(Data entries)
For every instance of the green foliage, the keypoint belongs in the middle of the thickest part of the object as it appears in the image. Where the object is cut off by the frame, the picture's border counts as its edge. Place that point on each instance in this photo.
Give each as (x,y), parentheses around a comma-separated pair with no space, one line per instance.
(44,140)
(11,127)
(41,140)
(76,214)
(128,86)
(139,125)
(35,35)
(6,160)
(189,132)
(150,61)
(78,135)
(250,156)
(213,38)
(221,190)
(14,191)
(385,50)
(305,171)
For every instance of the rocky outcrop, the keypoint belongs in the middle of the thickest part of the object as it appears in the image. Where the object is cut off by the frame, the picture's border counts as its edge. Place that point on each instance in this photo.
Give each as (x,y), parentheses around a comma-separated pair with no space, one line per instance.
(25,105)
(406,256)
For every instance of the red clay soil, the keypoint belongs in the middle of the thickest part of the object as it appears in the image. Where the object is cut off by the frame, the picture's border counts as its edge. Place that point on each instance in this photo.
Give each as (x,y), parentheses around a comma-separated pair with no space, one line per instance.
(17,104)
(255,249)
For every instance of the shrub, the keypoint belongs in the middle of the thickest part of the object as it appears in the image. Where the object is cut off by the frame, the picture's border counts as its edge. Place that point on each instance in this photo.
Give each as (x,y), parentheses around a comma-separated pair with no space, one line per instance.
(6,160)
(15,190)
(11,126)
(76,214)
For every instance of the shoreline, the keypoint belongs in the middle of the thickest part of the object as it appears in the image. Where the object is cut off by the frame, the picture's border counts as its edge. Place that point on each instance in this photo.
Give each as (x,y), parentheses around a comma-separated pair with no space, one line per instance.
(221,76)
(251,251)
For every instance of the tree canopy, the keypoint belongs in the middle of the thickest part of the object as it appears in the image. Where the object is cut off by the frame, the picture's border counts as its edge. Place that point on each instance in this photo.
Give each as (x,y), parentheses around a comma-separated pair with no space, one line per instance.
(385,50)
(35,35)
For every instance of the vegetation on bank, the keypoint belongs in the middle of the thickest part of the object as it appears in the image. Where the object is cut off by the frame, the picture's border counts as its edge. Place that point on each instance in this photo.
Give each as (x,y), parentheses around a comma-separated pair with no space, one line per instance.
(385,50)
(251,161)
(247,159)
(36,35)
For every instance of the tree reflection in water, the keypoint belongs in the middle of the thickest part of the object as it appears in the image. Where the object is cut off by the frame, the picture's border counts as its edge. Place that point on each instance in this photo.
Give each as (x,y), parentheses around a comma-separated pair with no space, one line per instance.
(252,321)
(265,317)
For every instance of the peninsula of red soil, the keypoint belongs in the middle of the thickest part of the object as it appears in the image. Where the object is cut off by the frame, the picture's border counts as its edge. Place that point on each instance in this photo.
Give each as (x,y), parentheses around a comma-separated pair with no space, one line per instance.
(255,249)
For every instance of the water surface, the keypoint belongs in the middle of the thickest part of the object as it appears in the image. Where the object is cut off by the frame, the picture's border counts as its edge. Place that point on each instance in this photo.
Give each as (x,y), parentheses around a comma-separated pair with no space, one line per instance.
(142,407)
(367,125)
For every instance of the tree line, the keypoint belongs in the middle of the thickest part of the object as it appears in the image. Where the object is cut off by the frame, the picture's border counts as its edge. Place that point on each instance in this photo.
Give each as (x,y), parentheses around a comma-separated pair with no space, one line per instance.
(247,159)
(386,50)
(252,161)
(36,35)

**TASK BRIEF**
Retype all of the records above, word for word.

**EXPECTED ANSWER**
For every instance of the green foliage, the keypoint belongs in the middle of the thickest part of the object as it appears in the image. Where the object is cut off by the frame, the picture's border counts as its edge. Place that point on each instance in this photo.
Give each as (x,y), parentheses around a comma-separated pair with no space, one line per instance.
(44,140)
(11,127)
(41,140)
(76,214)
(128,86)
(139,125)
(35,35)
(6,160)
(189,132)
(150,61)
(78,135)
(250,156)
(213,38)
(221,190)
(14,191)
(385,50)
(305,171)
For every instance of the rocky outcrop, the keypoint belongs in the middle of the thickest part of the object as it appears in the image. Where the object is cut off by the frame, the picture's border counts as its edge. Place that point on each instance in this photo.
Give each as (x,y), parentheses around a comma-separated pair with no space, one line per instance.
(25,105)
(406,256)
For every instance of the red clay soil, the keypoint belongs in the middle of the thickest part of the object as it appears in the image. Where the object is cut off by the frame, the picture's border counts as its edge. Place that point on each instance in this photo.
Give each as (x,y), parentheses around a comma-separated pair with no space, one line per instance.
(17,104)
(255,249)
For every instance of the shrub, the keypoint belongs in the middle of the thickest part of the object as it appears in the image. Where the object is cut off by the frame, the picture's border counts as its edge. Place that point on each instance in this photo.
Give each as (x,y), parentheses around a comma-separated pair with no space, one line per instance.
(6,160)
(15,190)
(11,126)
(76,214)
For every instance of the shoreline, the keypoint belongs in the middle of the thickest part of the object as it appears in the image. Where the object is cut off by the frame, the picture's border counts as its edge. Place that point on each instance in this photo.
Give each as (x,y), parentheses around a comma-separated pair with no space, one line per instance.
(221,76)
(251,251)
For every instance of the tree canopy, the keypoint belongs in the middle of the thickest part of the object as it appears in the image. Where the object is cut off by the frame, the picture's border counts as its edge. Place that point on each instance in this photo.
Give each as (x,y), parentheses around a comma-separated pair with no space, one line per instance.
(385,50)
(35,35)
For every instance of the vegetation on bank, the keypoint belongs in the middle of the thickest part of the object as it appears in the image. Where the object is cut off by the frame, the picture's border counts as its edge. Place that point on each instance in this photo.
Give each as (x,y), parentheses around a comma-separated pair with no space, one line per instance.
(385,50)
(251,161)
(247,159)
(36,35)
For every instance of the tree reflection in water, the keypoint belongs in the middle of the thickest part of the object as it appears in the image. Where the object is cut off by the frame, the picture's border counts as its edge. Place that point on each instance in this photo.
Give each as (x,y), parentheses around a comma-separated pair with no space, one line per instance.
(252,321)
(265,317)
For every instance of the peninsula of red soil, the keypoint belongs in the middle of the thickest part of the object as it appears in the image. Where the object is cut off by the frame, the picture's border counts as its edge. Place that point on each instance in this photo.
Give each as (x,y), parentheses around a comma-separated pair with no space, one line per instance.
(255,249)
For every instance of the water surface, the keypoint belongs in the middle of the thickest part of the object as it appears in the image. Where the object is cut off by the frame, the picture's border counts as its edge. Place that point on each instance in this photo.
Give each as (x,y), parentheses around a comma-separated pair with no space, one line per instance.
(142,407)
(367,125)
For every instance of the tree line, the keypoint belongs in the middle of the thickest part of the object as it appears in the image. Where the object is cut off by the frame, the picture's border counts as its edge. Place that point on each instance in this photo.
Give each as (x,y), parentheses around a comma-separated pair with no space, one line per instance.
(247,159)
(386,50)
(252,161)
(36,35)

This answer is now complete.